- **RECORDS PROVIDED**
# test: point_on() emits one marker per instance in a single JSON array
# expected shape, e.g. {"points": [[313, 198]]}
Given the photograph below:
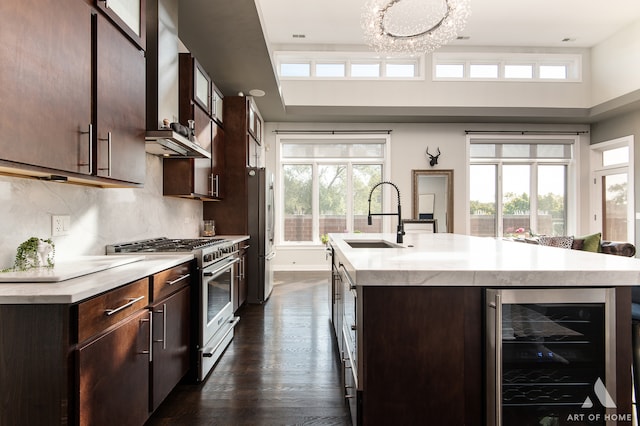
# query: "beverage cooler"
{"points": [[550, 356]]}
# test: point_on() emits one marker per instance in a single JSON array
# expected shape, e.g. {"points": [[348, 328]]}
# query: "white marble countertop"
{"points": [[461, 260], [83, 287]]}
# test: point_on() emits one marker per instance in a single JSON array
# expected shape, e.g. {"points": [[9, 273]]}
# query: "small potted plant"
{"points": [[34, 253]]}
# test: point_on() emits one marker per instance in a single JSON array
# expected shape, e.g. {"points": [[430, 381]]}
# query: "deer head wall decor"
{"points": [[433, 158]]}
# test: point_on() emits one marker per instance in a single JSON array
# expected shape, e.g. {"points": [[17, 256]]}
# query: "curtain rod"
{"points": [[330, 132], [528, 132]]}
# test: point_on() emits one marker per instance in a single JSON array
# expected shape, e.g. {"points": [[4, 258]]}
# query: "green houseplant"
{"points": [[34, 253]]}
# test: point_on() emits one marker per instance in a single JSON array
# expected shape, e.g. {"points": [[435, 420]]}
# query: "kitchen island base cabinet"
{"points": [[421, 355]]}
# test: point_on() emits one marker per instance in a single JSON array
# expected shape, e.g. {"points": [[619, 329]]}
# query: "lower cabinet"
{"points": [[114, 375], [170, 361], [108, 360]]}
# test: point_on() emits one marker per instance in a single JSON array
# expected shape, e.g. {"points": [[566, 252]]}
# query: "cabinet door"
{"points": [[202, 166], [120, 106], [114, 375], [170, 344], [45, 83], [201, 87]]}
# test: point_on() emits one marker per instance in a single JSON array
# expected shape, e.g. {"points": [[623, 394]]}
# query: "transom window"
{"points": [[349, 65], [461, 66]]}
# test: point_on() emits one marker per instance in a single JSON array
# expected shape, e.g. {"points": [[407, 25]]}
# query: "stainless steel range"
{"points": [[215, 259]]}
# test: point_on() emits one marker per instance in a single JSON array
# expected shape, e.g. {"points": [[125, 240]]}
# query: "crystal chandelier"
{"points": [[413, 27]]}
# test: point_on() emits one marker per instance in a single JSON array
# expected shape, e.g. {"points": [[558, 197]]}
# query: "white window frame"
{"points": [[311, 138], [571, 184], [347, 58], [572, 62], [598, 171]]}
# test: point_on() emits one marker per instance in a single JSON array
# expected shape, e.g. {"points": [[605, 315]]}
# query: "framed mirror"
{"points": [[433, 197]]}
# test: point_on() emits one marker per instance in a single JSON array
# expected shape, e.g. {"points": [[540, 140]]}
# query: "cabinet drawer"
{"points": [[170, 280], [99, 313]]}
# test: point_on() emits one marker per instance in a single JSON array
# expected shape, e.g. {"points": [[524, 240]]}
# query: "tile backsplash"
{"points": [[99, 216]]}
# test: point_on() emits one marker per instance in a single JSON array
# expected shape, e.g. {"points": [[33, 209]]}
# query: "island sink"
{"points": [[372, 244]]}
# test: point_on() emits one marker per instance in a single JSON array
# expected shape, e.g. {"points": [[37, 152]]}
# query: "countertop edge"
{"points": [[78, 289]]}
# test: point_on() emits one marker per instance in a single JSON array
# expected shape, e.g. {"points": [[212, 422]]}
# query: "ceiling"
{"points": [[229, 39]]}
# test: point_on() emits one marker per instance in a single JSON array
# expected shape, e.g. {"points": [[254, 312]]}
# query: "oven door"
{"points": [[216, 313]]}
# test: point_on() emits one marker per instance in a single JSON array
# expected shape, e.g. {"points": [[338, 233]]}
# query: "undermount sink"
{"points": [[372, 244]]}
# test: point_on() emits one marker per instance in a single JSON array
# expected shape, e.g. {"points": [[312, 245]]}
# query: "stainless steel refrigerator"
{"points": [[261, 230]]}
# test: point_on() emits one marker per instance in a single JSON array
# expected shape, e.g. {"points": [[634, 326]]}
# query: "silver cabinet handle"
{"points": [[150, 351], [108, 168], [164, 326], [215, 188], [132, 301], [498, 379], [89, 163], [177, 280]]}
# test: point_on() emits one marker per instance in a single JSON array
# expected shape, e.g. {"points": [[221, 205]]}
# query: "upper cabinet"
{"points": [[129, 16], [217, 102], [196, 178], [72, 98], [201, 84], [120, 106], [195, 81], [45, 89]]}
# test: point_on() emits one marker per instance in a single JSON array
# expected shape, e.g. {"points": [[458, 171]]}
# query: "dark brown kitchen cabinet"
{"points": [[120, 109], [84, 121], [114, 375], [231, 213], [45, 84], [197, 178], [113, 355], [171, 331]]}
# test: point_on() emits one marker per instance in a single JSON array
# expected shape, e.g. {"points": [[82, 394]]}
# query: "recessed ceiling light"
{"points": [[256, 93]]}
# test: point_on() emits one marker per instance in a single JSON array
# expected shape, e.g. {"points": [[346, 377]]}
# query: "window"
{"points": [[470, 66], [365, 70], [326, 181], [295, 70], [330, 70], [346, 65], [520, 186], [612, 193]]}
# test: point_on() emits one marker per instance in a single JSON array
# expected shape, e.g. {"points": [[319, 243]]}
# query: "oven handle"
{"points": [[207, 273], [209, 353]]}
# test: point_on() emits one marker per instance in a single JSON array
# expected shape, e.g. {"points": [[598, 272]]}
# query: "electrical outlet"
{"points": [[60, 225]]}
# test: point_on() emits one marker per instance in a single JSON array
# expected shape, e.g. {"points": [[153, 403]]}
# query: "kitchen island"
{"points": [[411, 322]]}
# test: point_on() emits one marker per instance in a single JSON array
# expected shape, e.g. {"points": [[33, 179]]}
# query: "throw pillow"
{"points": [[590, 242], [563, 242]]}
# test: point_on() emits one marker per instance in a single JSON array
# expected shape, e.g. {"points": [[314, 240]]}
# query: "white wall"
{"points": [[408, 146], [98, 216], [428, 93], [615, 64]]}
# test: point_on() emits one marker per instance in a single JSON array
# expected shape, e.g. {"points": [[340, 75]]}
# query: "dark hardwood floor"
{"points": [[280, 368]]}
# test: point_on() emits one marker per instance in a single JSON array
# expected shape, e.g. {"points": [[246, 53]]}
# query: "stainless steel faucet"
{"points": [[400, 230]]}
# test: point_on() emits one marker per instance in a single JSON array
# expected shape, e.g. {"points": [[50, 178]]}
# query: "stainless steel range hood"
{"points": [[168, 143]]}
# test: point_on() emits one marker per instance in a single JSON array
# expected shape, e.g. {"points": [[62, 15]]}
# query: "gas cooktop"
{"points": [[164, 244]]}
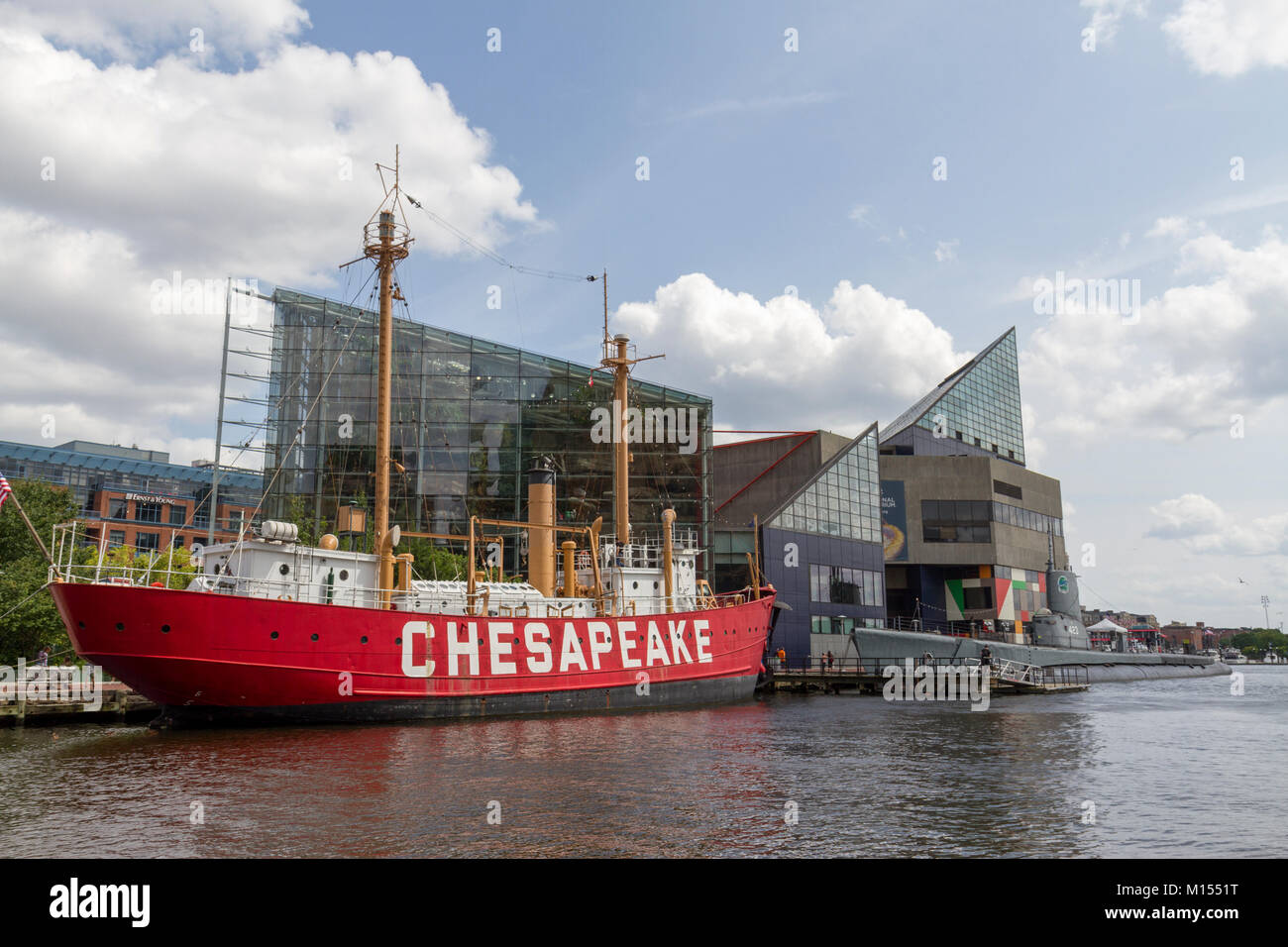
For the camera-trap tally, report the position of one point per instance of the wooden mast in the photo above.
(386, 240)
(616, 357)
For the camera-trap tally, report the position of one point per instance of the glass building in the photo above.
(969, 527)
(469, 418)
(975, 410)
(822, 552)
(815, 497)
(137, 496)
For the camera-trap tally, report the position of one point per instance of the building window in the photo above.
(846, 586)
(1008, 489)
(1026, 519)
(954, 521)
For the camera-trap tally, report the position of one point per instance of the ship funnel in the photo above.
(541, 512)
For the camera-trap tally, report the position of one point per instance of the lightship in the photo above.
(271, 630)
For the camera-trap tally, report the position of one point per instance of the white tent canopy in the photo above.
(1106, 625)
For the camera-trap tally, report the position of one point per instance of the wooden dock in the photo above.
(120, 703)
(870, 677)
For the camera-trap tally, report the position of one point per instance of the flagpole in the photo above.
(13, 495)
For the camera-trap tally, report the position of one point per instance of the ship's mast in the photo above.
(386, 240)
(616, 357)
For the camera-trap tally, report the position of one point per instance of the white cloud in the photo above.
(1202, 526)
(862, 214)
(1107, 14)
(1175, 227)
(133, 30)
(1229, 38)
(174, 166)
(784, 364)
(1197, 355)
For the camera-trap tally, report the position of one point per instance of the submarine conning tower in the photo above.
(1059, 625)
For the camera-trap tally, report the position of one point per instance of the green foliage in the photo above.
(433, 561)
(46, 505)
(1260, 641)
(29, 618)
(300, 512)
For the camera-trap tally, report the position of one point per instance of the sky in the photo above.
(814, 210)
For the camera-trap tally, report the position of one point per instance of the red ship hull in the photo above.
(223, 659)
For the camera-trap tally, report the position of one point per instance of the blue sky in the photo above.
(768, 169)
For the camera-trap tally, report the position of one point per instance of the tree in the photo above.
(29, 618)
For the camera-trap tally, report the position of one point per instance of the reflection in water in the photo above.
(1173, 768)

- **ABOUT THIS TASK**
The answer must contain only the lines from the one with "tree in the photo above." to the end of the entries above, each written out exactly.

- **TASK RESPONSE**
For the camera-trap tally, report the position of one point per instance of the tree in the photo above.
(29, 618)
For the camera-trap tally, report the position of one point per instance of the reflection in water in the photo above.
(1173, 768)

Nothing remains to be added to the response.